--- START RECORDS SHOWN ---

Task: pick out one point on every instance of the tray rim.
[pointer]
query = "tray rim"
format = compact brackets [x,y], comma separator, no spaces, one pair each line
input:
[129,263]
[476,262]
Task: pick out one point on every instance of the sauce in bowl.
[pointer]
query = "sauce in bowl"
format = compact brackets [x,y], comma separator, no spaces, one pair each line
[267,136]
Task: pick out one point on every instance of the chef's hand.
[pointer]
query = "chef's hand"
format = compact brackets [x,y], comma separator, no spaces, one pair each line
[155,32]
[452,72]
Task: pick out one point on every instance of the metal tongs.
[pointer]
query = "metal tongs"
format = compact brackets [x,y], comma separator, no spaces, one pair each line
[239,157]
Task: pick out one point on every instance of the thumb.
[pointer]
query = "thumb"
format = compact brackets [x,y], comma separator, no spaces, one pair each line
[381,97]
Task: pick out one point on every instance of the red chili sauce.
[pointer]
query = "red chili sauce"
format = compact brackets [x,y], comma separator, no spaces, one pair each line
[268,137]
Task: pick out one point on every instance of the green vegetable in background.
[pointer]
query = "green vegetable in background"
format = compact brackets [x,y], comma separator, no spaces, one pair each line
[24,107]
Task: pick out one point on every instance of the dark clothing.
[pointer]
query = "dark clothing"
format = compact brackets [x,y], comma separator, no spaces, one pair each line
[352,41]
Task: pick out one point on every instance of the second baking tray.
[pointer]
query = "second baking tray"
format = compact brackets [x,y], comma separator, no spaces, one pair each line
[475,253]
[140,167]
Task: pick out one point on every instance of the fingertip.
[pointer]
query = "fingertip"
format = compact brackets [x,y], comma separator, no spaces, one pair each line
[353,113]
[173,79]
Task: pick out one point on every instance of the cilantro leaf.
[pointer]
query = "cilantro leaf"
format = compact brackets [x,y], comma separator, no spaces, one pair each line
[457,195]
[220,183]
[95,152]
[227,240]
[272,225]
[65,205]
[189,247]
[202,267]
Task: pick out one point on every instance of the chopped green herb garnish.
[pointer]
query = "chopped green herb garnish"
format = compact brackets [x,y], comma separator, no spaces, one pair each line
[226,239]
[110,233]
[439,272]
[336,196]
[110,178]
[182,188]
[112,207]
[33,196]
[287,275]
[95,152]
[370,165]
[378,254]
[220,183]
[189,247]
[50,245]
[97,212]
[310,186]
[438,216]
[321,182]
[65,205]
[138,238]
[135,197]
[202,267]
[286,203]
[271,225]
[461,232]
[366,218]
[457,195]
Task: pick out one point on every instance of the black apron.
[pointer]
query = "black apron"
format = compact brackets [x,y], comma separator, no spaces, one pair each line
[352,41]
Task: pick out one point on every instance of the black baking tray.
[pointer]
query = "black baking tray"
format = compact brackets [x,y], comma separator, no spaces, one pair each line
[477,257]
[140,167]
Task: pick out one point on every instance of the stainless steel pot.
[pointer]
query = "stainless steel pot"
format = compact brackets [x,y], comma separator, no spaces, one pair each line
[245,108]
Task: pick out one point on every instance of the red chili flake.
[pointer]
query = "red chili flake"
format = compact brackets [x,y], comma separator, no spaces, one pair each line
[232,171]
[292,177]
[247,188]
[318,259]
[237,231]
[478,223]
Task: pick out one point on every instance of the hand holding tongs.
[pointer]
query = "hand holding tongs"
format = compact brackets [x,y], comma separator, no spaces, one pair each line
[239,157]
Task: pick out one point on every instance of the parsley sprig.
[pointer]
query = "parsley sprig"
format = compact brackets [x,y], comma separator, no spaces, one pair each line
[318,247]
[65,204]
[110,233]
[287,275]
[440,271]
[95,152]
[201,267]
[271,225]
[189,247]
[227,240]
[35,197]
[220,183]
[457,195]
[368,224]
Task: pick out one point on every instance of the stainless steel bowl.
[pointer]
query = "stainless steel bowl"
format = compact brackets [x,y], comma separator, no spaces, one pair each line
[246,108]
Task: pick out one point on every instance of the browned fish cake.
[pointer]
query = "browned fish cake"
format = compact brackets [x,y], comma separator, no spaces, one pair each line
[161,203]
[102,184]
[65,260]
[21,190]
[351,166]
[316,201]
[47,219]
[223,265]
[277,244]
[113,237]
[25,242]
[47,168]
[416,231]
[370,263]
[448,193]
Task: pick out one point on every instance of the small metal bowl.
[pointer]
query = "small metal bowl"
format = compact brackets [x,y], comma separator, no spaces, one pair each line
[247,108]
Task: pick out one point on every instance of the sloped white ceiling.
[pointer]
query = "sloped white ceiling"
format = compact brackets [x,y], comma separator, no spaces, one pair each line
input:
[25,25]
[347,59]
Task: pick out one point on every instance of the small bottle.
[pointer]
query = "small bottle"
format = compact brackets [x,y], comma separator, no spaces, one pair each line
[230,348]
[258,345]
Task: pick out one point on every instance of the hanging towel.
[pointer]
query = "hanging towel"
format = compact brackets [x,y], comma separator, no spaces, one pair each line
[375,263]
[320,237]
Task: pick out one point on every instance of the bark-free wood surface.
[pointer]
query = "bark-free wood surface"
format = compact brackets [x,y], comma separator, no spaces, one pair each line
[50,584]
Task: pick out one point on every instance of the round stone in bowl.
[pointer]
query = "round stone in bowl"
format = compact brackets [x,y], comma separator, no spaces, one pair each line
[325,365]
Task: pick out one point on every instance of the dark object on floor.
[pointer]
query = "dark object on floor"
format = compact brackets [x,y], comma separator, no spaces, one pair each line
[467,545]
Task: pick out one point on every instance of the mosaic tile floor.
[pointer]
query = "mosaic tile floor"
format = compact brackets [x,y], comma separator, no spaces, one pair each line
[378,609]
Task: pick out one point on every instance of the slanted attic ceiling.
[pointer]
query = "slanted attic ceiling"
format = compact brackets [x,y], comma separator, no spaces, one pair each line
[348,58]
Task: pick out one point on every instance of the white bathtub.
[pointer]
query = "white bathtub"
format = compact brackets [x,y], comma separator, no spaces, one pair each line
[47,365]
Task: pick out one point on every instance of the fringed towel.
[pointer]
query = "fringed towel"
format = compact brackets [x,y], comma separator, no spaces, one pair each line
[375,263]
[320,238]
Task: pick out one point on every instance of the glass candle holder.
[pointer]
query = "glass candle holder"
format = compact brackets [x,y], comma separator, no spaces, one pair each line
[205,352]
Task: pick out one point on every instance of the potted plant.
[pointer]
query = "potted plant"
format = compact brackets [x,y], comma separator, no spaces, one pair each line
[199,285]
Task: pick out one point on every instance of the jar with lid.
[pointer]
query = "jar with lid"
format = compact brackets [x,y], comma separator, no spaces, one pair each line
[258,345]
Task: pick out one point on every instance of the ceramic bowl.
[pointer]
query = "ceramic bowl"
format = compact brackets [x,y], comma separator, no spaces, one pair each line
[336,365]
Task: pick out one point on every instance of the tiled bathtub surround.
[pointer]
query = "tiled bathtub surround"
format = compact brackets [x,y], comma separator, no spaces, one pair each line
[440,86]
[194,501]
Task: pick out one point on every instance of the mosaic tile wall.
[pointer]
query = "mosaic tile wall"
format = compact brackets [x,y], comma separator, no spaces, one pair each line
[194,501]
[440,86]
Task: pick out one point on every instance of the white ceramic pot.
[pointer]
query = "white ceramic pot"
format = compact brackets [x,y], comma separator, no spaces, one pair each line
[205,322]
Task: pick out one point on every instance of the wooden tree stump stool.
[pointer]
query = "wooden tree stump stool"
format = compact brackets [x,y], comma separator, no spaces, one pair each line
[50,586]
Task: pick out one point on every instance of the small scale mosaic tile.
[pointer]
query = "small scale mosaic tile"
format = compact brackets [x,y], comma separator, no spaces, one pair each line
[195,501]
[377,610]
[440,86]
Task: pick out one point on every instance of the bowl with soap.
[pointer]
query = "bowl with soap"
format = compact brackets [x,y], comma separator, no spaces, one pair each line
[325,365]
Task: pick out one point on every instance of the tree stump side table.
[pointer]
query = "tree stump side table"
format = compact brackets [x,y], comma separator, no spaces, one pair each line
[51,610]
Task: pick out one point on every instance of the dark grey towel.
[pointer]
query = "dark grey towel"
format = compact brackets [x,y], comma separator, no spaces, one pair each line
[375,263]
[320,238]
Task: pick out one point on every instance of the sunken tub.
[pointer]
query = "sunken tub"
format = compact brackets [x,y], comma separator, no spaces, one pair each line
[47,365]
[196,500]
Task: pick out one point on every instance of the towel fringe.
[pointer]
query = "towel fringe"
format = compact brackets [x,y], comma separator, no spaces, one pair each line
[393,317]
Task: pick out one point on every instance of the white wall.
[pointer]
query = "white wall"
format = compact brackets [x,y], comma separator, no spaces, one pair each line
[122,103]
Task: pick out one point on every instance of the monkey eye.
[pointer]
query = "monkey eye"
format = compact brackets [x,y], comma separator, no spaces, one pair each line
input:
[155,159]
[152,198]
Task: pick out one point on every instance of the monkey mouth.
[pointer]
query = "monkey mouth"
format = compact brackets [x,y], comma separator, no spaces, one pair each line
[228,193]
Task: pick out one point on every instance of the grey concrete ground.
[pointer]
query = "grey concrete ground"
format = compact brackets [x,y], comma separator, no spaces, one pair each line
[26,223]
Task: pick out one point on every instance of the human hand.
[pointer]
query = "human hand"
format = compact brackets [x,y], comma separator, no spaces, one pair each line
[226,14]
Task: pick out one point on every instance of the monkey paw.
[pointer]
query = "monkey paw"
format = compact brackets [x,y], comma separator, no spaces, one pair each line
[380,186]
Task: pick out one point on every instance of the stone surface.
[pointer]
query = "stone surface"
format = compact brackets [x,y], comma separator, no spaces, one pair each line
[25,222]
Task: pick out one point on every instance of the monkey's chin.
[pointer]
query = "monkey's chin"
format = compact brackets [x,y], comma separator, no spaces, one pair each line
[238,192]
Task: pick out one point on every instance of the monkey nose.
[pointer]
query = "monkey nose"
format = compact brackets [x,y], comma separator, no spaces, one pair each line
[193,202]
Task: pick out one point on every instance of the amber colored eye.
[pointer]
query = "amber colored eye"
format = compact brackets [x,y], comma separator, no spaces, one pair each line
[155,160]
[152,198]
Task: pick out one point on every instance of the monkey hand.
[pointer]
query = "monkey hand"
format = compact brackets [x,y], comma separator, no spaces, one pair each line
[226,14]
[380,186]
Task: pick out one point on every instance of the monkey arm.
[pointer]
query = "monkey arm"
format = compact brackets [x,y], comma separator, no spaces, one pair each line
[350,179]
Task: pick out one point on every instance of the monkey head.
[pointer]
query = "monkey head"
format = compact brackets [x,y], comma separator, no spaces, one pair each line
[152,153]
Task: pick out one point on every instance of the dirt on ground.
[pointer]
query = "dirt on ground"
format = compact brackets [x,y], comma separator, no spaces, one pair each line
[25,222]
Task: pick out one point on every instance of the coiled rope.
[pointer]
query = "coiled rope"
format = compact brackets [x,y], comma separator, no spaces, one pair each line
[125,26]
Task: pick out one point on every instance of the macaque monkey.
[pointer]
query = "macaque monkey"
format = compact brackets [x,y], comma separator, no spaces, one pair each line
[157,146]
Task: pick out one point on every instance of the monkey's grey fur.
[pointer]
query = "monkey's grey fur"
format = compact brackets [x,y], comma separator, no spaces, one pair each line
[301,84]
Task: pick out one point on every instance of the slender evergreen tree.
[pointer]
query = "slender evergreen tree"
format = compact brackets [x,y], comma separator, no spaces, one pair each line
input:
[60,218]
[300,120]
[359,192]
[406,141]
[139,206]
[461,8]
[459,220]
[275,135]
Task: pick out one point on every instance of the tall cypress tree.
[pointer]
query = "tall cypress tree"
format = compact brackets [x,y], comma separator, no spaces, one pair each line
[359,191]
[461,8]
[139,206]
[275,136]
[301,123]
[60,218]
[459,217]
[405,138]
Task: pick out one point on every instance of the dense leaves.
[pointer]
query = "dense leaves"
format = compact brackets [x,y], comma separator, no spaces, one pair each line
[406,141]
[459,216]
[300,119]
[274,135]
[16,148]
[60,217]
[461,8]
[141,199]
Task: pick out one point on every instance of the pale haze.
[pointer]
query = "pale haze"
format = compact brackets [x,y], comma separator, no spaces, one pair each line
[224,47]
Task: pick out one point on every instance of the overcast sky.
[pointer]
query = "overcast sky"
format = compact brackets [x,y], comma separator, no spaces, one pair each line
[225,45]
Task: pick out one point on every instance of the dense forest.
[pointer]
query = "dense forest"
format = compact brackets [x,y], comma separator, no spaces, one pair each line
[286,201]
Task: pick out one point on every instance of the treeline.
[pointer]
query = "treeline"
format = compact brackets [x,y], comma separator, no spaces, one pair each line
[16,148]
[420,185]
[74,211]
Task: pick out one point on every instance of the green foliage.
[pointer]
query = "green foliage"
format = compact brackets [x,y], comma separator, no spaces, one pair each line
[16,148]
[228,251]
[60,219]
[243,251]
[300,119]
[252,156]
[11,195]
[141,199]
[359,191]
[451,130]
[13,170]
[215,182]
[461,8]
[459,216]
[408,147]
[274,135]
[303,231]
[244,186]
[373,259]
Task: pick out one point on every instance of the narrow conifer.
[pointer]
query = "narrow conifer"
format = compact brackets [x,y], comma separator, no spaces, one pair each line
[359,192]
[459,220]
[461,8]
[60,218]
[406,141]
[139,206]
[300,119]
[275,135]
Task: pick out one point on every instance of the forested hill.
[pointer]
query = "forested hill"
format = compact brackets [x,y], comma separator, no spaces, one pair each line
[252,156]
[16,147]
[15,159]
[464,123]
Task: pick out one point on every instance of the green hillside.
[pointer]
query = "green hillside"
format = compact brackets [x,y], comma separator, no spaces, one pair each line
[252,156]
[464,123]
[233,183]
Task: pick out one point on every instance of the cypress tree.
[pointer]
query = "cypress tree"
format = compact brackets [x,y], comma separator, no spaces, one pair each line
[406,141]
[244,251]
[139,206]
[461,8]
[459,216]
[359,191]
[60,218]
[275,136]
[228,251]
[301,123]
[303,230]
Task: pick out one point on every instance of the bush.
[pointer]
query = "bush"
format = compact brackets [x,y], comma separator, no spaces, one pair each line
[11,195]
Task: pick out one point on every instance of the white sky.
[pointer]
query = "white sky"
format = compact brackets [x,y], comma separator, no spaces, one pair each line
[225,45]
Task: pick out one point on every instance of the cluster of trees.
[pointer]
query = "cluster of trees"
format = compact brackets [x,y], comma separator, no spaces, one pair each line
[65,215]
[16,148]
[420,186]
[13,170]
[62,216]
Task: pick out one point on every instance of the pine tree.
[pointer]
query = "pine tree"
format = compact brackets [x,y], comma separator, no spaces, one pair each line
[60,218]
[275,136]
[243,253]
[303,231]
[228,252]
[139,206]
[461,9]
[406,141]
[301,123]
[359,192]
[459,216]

--- END RECORDS SHOWN ---

Rewrite the rows starting at the line that contains "Task: pick out one point on every instance of the bush." and ending at the last row, switching "white sky" to "overcast sky" and leaving everything else unchanged.

Task: pick out one point on every instance of the bush.
[pointer]
query = "bush"
format = compact brackets [x,y], comma separator, no spaces, one pair each line
[11,195]
Task: pick out one point on every instance of the overcast sky.
[pointer]
query = "overcast sky"
format = compact brackets [x,y], comma separator, no spaces, one pair each line
[225,45]
Task: pick out one point on every instance of the cluster of trees.
[pointer]
query = "cluster of trees"
format = compact brackets [x,y], comma separator, no spaces, one pair each line
[65,215]
[16,148]
[420,186]
[13,170]
[62,216]
Task: pick out one point on every instance of the pine tree.
[pointer]
query = "pine tree"
format = compact brackets [x,y], comma separator, no spaces, one pair each line
[60,218]
[275,136]
[243,253]
[303,231]
[228,252]
[139,206]
[461,9]
[406,141]
[301,123]
[359,192]
[459,216]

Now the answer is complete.